> [Extracted information]
§
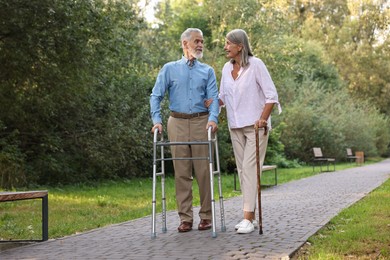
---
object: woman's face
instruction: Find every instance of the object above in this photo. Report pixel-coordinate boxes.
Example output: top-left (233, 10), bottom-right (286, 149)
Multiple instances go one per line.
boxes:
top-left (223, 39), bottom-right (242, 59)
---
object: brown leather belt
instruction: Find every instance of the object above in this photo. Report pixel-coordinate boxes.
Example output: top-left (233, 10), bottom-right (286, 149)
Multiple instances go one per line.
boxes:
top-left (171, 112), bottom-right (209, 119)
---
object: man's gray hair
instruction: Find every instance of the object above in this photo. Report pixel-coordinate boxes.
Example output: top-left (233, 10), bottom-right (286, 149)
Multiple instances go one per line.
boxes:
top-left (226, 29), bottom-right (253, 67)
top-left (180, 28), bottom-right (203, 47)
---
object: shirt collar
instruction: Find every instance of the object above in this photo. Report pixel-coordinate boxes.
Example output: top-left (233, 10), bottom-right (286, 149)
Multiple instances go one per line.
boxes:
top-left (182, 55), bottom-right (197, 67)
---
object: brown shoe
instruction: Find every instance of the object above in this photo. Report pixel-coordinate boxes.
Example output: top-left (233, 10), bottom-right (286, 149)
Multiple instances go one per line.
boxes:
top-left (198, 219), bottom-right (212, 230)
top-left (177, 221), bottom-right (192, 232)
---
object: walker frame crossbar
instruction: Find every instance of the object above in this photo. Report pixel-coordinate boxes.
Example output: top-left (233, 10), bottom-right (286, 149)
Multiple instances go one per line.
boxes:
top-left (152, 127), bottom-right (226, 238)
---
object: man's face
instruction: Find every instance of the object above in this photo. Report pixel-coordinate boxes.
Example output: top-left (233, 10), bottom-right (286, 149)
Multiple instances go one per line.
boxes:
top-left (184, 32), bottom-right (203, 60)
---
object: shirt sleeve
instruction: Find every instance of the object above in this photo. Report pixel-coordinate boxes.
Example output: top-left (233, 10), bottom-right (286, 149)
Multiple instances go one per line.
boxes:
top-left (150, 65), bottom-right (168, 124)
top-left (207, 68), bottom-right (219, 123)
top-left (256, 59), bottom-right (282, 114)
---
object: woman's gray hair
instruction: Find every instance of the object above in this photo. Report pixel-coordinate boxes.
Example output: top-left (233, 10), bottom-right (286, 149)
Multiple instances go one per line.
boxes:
§
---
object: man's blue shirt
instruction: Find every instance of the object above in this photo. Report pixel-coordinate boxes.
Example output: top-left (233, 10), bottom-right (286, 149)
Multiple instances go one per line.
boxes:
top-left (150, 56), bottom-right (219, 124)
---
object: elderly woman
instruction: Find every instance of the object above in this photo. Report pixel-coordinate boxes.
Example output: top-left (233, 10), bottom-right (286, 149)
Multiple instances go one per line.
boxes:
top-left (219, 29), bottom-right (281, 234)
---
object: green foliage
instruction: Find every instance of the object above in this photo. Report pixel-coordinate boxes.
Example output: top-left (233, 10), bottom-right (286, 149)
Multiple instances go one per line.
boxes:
§
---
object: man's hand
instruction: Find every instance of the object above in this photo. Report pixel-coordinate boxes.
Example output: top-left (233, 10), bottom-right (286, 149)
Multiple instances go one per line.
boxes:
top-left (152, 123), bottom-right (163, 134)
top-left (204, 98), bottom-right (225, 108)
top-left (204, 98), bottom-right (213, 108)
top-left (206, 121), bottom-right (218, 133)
§
> [What to do]
Return each line in the entries above that contains the word "brown". Case counts.

> [Final result]
object: brown leather belt
object: brown shoe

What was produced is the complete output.